## Assignment:
A precise repetition of every line below is the required answer.

[Stored items]
----
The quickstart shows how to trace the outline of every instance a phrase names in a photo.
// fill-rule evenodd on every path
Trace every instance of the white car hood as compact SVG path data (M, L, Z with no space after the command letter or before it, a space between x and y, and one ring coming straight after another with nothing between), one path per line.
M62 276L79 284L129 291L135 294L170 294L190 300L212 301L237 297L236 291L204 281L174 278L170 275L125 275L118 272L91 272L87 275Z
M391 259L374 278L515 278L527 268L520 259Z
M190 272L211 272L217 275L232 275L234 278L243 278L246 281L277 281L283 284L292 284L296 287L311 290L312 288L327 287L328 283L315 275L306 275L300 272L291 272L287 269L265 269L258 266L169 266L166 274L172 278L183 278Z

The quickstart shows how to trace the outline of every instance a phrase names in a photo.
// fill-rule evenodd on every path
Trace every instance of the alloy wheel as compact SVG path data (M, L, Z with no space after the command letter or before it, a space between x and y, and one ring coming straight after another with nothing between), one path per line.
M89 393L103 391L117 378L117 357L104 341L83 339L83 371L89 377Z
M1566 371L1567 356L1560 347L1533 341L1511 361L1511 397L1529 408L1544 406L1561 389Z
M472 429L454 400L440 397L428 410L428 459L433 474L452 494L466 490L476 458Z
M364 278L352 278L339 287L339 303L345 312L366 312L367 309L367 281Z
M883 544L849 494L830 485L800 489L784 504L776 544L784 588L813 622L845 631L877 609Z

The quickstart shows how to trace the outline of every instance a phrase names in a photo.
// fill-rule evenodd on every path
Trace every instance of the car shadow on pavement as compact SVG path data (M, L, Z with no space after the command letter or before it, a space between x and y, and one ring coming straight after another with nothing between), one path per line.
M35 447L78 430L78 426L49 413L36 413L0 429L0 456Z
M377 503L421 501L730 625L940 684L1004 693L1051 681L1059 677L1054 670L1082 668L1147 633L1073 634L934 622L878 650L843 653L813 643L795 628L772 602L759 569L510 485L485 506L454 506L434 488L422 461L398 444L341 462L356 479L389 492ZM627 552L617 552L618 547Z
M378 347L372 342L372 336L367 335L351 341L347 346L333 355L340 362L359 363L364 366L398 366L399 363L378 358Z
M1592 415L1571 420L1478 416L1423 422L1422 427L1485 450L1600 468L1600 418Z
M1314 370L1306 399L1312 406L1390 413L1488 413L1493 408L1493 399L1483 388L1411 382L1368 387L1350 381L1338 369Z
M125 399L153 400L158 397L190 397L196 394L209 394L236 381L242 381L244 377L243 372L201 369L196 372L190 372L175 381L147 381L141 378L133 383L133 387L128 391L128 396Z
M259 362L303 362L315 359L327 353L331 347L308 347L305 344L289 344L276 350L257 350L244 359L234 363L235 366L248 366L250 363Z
----
## Exercise solution:
The quickstart shows how to trace the outline of every instance a phrase names in a photo.
// fill-rule evenodd on every path
Trace every instance of the white car hood as compact SVG path data (M, L, Z with no space after the command letter or before it, a space between x and y, and one ring coming straight after another with nothing between), one path per line.
M62 276L79 284L129 291L135 294L170 294L190 300L212 301L237 297L236 291L204 281L174 278L170 275L125 275L118 272L91 272L87 275Z
M391 259L374 278L515 278L527 268L520 259Z
M190 272L211 272L217 275L232 275L234 278L243 278L246 281L277 281L283 284L292 284L296 287L311 290L312 288L327 287L328 283L315 275L306 275L300 272L291 272L287 269L265 269L258 266L169 266L166 274L172 278L183 278Z

The quickstart shows how to trace the outline of every instance a phrase names in a photo.
// fill-rule evenodd on every path
Trace every instance of the alloy wheel as compact SVG path data (M, L, Z with no space after the command letter or before it, a space between x and y, and one ring coming straight after another with nothing between), one path per line.
M89 393L103 391L117 378L117 357L104 341L83 339L83 371L89 377Z
M1566 371L1567 356L1560 347L1533 341L1511 361L1511 397L1529 408L1544 406L1561 389Z
M472 429L454 400L440 397L428 410L428 459L433 474L452 494L466 490L476 458Z
M364 278L352 278L339 287L339 303L345 312L366 312L367 309L367 281Z
M883 544L849 494L830 485L800 489L784 504L776 544L784 588L813 622L845 631L877 609Z

The quickstart shows how to trace the outline of every instance a phrase names in a photo.
// fill-rule evenodd on every path
Trace every instance of the car shadow on pavement as compact SVG path data (M, L, Z with no space after the command letter or before it, a space between x and y, and one ring coming straight after another with nothing between), one path per line.
M35 447L78 430L78 426L49 413L36 413L0 429L0 456Z
M377 503L421 501L730 625L940 684L1004 693L1051 681L1059 677L1054 670L1082 668L1147 633L1073 634L934 622L878 650L843 653L813 643L795 628L772 602L759 569L510 485L485 506L454 506L434 488L422 461L398 444L341 462L356 479L389 492ZM627 552L617 552L618 547Z
M378 347L372 342L372 336L367 335L351 341L347 346L333 355L340 362L359 363L364 366L398 366L399 363L378 358Z
M1592 415L1571 420L1478 416L1423 422L1422 427L1485 450L1600 468L1600 418Z
M1314 370L1306 399L1312 406L1390 413L1488 413L1493 408L1493 399L1483 388L1411 382L1368 387L1350 381L1338 369Z
M125 399L153 400L158 397L190 397L196 394L209 394L236 381L242 381L244 377L243 372L201 369L196 372L190 372L175 381L147 381L141 378L133 383L133 387L128 391L128 396Z
M259 362L303 362L315 359L327 353L331 347L308 347L305 344L289 344L276 350L257 350L244 359L234 363L235 366L248 366L250 363Z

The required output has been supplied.